**Stated problem:** Rewrite everything from the line with "Find the brown" down to the line with "77 L 79 156", changing "sample" to "example" and leaving all else as it is.

**Record list:**
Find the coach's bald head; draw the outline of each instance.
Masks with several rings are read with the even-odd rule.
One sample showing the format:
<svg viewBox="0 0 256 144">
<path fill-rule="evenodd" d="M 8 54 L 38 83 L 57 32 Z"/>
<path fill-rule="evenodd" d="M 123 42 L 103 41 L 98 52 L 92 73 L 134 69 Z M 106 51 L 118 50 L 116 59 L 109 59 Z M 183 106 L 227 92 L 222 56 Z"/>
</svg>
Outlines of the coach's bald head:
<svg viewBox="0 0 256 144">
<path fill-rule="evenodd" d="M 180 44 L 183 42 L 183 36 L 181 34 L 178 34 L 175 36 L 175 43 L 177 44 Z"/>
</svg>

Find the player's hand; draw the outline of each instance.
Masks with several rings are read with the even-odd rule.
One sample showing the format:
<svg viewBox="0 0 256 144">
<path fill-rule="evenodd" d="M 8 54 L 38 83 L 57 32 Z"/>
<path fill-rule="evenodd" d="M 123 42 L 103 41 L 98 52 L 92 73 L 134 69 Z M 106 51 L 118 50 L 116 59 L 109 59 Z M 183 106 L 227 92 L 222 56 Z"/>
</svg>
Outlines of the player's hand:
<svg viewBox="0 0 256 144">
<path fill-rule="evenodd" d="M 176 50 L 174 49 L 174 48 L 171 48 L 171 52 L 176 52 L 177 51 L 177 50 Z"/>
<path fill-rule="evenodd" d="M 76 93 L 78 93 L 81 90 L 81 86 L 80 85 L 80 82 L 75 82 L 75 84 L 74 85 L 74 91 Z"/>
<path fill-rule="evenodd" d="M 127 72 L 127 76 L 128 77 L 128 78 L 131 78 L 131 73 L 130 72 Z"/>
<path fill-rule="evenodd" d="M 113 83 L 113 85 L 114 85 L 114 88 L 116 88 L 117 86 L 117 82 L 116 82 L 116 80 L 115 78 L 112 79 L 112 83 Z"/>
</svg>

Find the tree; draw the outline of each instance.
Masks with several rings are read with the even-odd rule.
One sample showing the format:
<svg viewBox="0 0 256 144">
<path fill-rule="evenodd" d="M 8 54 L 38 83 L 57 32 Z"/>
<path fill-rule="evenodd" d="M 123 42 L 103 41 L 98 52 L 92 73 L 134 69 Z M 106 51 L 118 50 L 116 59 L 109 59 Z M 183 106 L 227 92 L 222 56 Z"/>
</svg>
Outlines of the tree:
---
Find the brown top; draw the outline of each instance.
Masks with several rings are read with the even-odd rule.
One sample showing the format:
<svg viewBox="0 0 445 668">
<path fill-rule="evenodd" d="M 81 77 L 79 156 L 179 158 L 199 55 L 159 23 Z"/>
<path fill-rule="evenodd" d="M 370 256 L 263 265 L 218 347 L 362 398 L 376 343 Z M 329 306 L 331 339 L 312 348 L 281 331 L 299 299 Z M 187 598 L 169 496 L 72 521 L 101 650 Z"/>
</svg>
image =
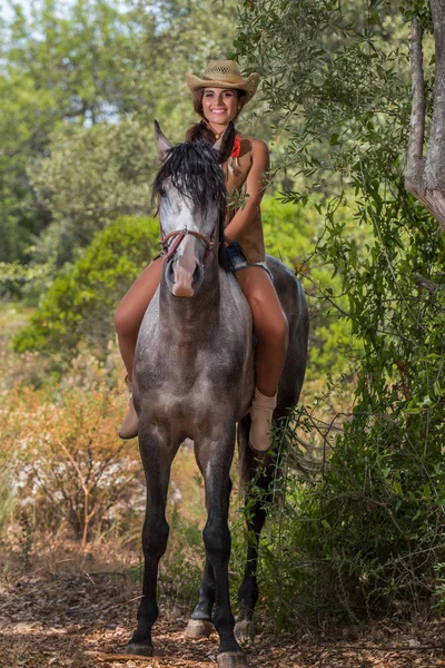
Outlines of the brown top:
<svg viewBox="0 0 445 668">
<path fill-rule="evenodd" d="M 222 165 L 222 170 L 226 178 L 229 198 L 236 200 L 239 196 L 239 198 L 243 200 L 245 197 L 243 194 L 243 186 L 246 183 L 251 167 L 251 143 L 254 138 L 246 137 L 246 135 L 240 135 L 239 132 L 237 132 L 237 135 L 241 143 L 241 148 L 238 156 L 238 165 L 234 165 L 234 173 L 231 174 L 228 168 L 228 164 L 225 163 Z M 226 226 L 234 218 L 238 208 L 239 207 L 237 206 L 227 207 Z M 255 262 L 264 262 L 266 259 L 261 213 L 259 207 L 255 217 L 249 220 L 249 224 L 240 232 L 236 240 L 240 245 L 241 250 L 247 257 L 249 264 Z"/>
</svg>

**Solution to this problem:**
Find the brown top; draw the outline of each instance.
Masks with several rings are read with the even-odd rule.
One example showing the format:
<svg viewBox="0 0 445 668">
<path fill-rule="evenodd" d="M 81 77 L 79 156 L 179 158 L 199 55 L 159 23 Z"/>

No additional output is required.